--- TASK DETAILS ---
Copy out, unchanged, the lines of the data from the one containing "indicate the house window, one" through the end of the data, both ends included.

--- Data excerpts on pointing to objects ---

%%

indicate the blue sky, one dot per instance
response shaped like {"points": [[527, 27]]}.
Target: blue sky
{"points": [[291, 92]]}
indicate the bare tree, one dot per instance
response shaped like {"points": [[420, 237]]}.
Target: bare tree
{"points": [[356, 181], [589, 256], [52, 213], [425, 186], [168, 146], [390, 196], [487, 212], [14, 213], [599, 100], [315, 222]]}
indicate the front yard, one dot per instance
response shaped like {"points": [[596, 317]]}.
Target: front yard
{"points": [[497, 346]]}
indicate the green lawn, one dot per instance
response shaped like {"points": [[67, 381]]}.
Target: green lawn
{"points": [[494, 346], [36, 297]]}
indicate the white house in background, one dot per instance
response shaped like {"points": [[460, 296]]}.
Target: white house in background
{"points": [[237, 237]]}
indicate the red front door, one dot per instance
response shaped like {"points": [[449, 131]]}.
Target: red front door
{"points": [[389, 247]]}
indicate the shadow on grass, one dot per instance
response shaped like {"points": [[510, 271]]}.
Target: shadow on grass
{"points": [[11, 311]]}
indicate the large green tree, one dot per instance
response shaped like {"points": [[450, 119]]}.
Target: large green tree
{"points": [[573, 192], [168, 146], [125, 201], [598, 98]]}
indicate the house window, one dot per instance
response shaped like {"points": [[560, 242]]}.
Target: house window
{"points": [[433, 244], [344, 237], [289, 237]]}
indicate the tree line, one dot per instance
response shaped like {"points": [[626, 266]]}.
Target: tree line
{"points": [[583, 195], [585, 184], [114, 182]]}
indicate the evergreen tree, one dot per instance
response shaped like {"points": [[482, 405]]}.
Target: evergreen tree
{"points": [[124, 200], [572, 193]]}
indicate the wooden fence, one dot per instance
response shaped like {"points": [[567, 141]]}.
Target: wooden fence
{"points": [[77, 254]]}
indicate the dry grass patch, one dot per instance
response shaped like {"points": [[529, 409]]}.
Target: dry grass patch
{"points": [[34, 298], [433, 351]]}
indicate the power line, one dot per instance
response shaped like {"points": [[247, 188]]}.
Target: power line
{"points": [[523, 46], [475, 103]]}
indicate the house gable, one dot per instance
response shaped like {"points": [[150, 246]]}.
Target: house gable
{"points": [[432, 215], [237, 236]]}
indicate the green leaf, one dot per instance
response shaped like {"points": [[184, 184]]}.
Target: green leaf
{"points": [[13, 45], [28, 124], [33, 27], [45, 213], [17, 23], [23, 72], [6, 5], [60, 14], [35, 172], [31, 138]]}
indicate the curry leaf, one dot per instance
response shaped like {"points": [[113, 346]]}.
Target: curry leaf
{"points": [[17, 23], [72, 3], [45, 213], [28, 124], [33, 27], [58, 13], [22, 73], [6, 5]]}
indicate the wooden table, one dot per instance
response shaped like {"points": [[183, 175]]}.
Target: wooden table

%%

--- COMPLETE RESPONSE ---
indicate the house window, one dot per instance
response shaped like {"points": [[560, 242]]}.
Target: house window
{"points": [[433, 244], [344, 237], [289, 237]]}
indicate the tree line, one dot per instance
response shaped like {"points": [[626, 266]]}.
Target: tree line
{"points": [[583, 195], [585, 184], [114, 182]]}
indicate the evergreen tree, one dot per instance
response shaped like {"points": [[482, 405]]}.
Target: evergreen tree
{"points": [[124, 200], [572, 193]]}
indicate the wooden fence, one dot per instance
response shaped like {"points": [[567, 141]]}.
Target: wooden fence
{"points": [[77, 254]]}
indicate the dry grass patch, one dot per instance
response shaped like {"points": [[529, 409]]}.
Target: dry grass patch
{"points": [[34, 298], [433, 351]]}
indicate the power line, one dot per instance
response shaped like {"points": [[247, 188]]}.
Target: power line
{"points": [[523, 46], [475, 103]]}
indicate the house gable, one dot per instance
response shaped like {"points": [[150, 246]]}.
Target: house gable
{"points": [[432, 215], [237, 236]]}
indicate the green leaf, one dot per instance
response shaped like {"points": [[184, 184]]}.
Target: green leaf
{"points": [[13, 45], [28, 124], [33, 27], [45, 213], [17, 23], [23, 72], [6, 5], [60, 14], [35, 172], [31, 138]]}
indicate the curry leaf, one dot per instance
response shaped like {"points": [[113, 346]]}.
Target: curry leaf
{"points": [[17, 23], [72, 3], [45, 213], [28, 124], [33, 27], [58, 13], [22, 73], [6, 5]]}
indicate the wooden table, one dot per instance
response shaped like {"points": [[183, 175]]}.
Target: wooden table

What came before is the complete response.